--- The data ---
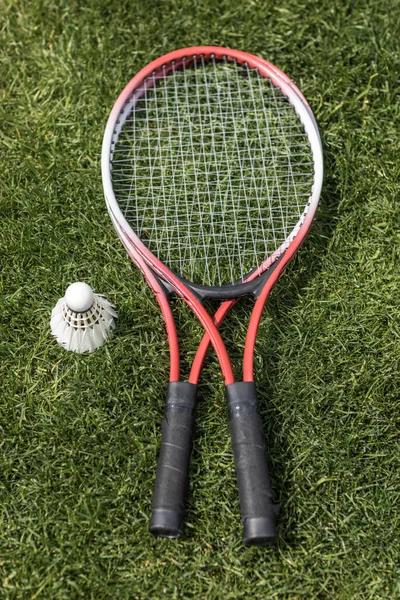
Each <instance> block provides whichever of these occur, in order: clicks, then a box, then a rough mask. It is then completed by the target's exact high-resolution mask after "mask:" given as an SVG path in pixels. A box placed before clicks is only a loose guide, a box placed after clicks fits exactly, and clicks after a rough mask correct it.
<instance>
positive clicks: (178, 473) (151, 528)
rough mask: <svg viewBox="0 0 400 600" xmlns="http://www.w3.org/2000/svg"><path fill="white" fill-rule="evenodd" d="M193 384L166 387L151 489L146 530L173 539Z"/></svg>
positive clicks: (178, 514) (182, 384)
mask: <svg viewBox="0 0 400 600" xmlns="http://www.w3.org/2000/svg"><path fill="white" fill-rule="evenodd" d="M196 390H197V386H196V385H194V384H191V383H186V382H183V381H176V382H172V383H170V384H169V386H168V393H167V400H166V405H165V413H164V419H163V424H162V443H161V451H160V457H159V460H158V467H157V475H156V483H155V488H154V496H153V504H152V516H151V520H150V526H149V529H150V532H151V533H152V534H153V535H155V536H158V537H169V538H177V537H179V536H180V535H181V533H182V521H183V517H184V515H185V512H186V496H187V490H188V484H189V467H190V455H191V452H192V445H193V426H194V410H195V402H196Z"/></svg>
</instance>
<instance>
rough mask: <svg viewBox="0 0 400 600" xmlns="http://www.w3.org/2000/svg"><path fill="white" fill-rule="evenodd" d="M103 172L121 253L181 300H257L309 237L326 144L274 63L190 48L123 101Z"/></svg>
mask: <svg viewBox="0 0 400 600" xmlns="http://www.w3.org/2000/svg"><path fill="white" fill-rule="evenodd" d="M235 86H236V87H235ZM102 176H103V186H104V191H105V196H106V202H107V207H108V210H109V212H110V214H111V217H112V220H113V222H114V224H118V229H119V231H121V232H122V233H123V236H124V240H125V242H124V243H125V246H126V243H127V242H128V241H129V243H130V244H131V245H132V247H133V248H134V249H135V251H136V252H137V253H138V254H139V255H140V256H141V257H142V259H143V260H144V261H145V262H146V263H147V264H148V265H149V266H150V267H151V268H152V269H153V270H154V272H156V273H157V274H158V275H159V276H160V277H162V278H163V280H164V281H166V282H168V284H169V285H171V286H172V287H173V288H174V289H175V290H176V291H177V292H178V293H180V294H181V295H183V296H184V295H185V294H184V291H183V290H184V289H185V288H186V287H188V286H189V287H190V288H191V289H192V290H194V291H196V292H197V293H198V295H200V296H202V297H218V298H222V299H223V298H234V297H239V296H242V295H245V294H248V293H251V292H254V290H255V288H256V287H257V281H256V280H257V278H258V276H259V275H261V274H262V273H264V272H265V271H267V270H268V269H269V267H271V265H272V264H274V262H275V261H276V259H277V258H279V257H281V256H282V254H284V253H286V252H287V250H288V248H289V247H290V248H291V252H290V254H291V255H292V254H293V253H294V252H295V250H296V249H297V247H298V246H299V245H300V243H301V241H302V240H303V238H304V236H305V234H306V232H307V231H308V229H309V227H310V224H311V222H312V219H313V216H314V214H315V211H316V208H317V205H318V200H319V196H320V191H321V186H322V177H323V161H322V148H321V141H320V136H319V132H318V128H317V125H316V121H315V118H314V116H313V114H312V111H311V109H310V107H309V105H308V103H307V101H306V100H305V98H304V96H303V95H302V94H301V92H300V91H299V89H298V88H297V87H296V86H295V85H294V84H293V83H292V82H291V81H290V79H289V78H288V77H287V76H286V75H285V74H284V73H283V72H282V71H280V70H279V69H278V68H276V67H275V66H274V65H272V64H271V63H268V62H267V61H265V60H263V59H261V58H258V57H255V56H253V55H251V54H248V53H245V52H240V51H236V50H232V49H228V48H219V47H214V46H211V47H210V46H201V47H193V48H185V49H182V50H178V51H175V52H171V53H169V54H167V55H165V56H163V57H160V58H158V59H156V60H155V61H153V62H151V63H150V64H149V65H147V66H146V67H144V68H143V69H142V70H141V71H140V72H139V73H138V74H137V75H136V76H135V77H134V78H133V79H132V80H131V81H130V82H129V84H128V85H127V86H126V88H125V89H124V90H123V92H122V93H121V94H120V96H119V98H118V100H117V102H116V103H115V105H114V108H113V110H112V112H111V114H110V117H109V120H108V123H107V127H106V131H105V134H104V140H103V149H102ZM201 177H202V178H203V179H201ZM200 179H201V180H200ZM118 229H117V231H118ZM281 262H282V263H286V261H281ZM282 268H283V266H282Z"/></svg>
---
Without any pictures, output the entries above exactly as they appear.

### Response
Each <instance> block provides whichever of these occur, in order: clicks, then a box, then a rough mask. It is then completed by the target's exact high-resolution mask after "mask:" given as an SVG path in pixels. A box placed before clicks is only a loose guide, a box placed after clicks fits exactly, and clicks after a rough mask correct it.
<instance>
positive clicks: (178, 473) (151, 528)
rough mask: <svg viewBox="0 0 400 600" xmlns="http://www.w3.org/2000/svg"><path fill="white" fill-rule="evenodd" d="M193 384L166 387L151 489L146 530L173 539Z"/></svg>
positive clicks: (178, 514) (182, 384)
mask: <svg viewBox="0 0 400 600" xmlns="http://www.w3.org/2000/svg"><path fill="white" fill-rule="evenodd" d="M196 390H197V386H196V385H194V384H191V383H186V382H183V381H176V382H172V383H170V384H169V386H168V393H167V400H166V405H165V413H164V419H163V424H162V443H161V451H160V457H159V460H158V467H157V475H156V483H155V488H154V496H153V504H152V516H151V520H150V526H149V529H150V532H151V533H152V534H153V535H155V536H158V537H169V538H177V537H179V536H180V535H181V533H182V521H183V517H184V515H185V512H186V496H187V490H188V484H189V467H190V455H191V452H192V445H193V426H194V410H195V402H196Z"/></svg>
</instance>
<instance>
rough mask: <svg viewBox="0 0 400 600" xmlns="http://www.w3.org/2000/svg"><path fill="white" fill-rule="evenodd" d="M103 172L121 253L181 300H257L309 237L326 144L274 63L190 48L123 101Z"/></svg>
mask: <svg viewBox="0 0 400 600" xmlns="http://www.w3.org/2000/svg"><path fill="white" fill-rule="evenodd" d="M235 86H236V87H235ZM102 176H103V186H104V191H105V196H106V202H107V207H108V210H109V212H110V214H111V217H112V220H113V222H114V224H118V229H119V231H121V232H122V233H123V236H124V240H125V242H124V243H125V246H126V243H127V242H128V241H129V243H130V244H131V245H132V247H133V248H134V249H135V251H136V252H137V253H138V254H139V255H140V256H141V257H142V259H143V260H144V261H145V262H146V263H147V264H148V265H149V266H150V267H151V268H152V269H153V270H154V272H156V273H157V274H158V275H159V276H160V277H162V278H163V280H164V281H166V282H168V284H169V285H171V286H172V287H173V288H174V289H175V290H176V291H177V292H178V293H180V294H181V295H183V296H184V295H185V294H184V291H183V290H184V289H185V288H186V287H188V286H189V287H190V288H191V289H192V290H194V291H196V292H197V293H198V295H200V296H202V297H218V298H222V299H223V298H234V297H239V296H242V295H245V294H248V293H251V292H254V290H255V288H256V287H257V281H256V280H257V278H258V276H259V275H261V274H262V273H264V272H265V271H267V270H268V269H269V267H271V265H272V264H274V262H275V261H276V259H277V258H279V257H281V256H282V254H284V253H286V252H287V250H288V248H289V247H290V248H291V252H290V254H291V255H292V254H293V253H294V252H295V250H296V249H297V247H298V246H299V245H300V243H301V241H302V240H303V238H304V236H305V234H306V232H307V231H308V229H309V227H310V224H311V222H312V219H313V216H314V214H315V211H316V208H317V205H318V200H319V196H320V191H321V186H322V177H323V161H322V148H321V141H320V136H319V132H318V128H317V125H316V121H315V118H314V116H313V114H312V111H311V109H310V107H309V105H308V103H307V101H306V100H305V98H304V96H303V95H302V94H301V92H300V91H299V89H298V88H297V87H296V86H295V85H294V84H293V83H292V82H291V81H290V79H289V78H288V77H287V76H286V75H285V74H284V73H283V72H282V71H280V70H279V69H278V68H276V67H275V66H274V65H272V64H271V63H268V62H267V61H265V60H263V59H261V58H258V57H255V56H253V55H251V54H248V53H245V52H240V51H236V50H232V49H228V48H219V47H214V46H211V47H210V46H201V47H193V48H185V49H182V50H178V51H175V52H171V53H169V54H167V55H165V56H163V57H160V58H158V59H156V60H155V61H153V62H151V63H150V64H149V65H147V66H146V67H144V68H143V69H142V70H141V71H140V72H139V73H138V74H137V75H136V76H135V77H134V78H133V79H132V80H131V81H130V82H129V84H128V85H127V86H126V88H125V89H124V90H123V92H122V93H121V94H120V96H119V98H118V100H117V102H116V103H115V105H114V108H113V110H112V112H111V114H110V117H109V120H108V123H107V127H106V131H105V134H104V140H103V149H102ZM201 177H202V178H203V179H201ZM200 179H201V180H200ZM118 229H117V231H118ZM281 262H282V263H286V261H281ZM282 268H283V266H282Z"/></svg>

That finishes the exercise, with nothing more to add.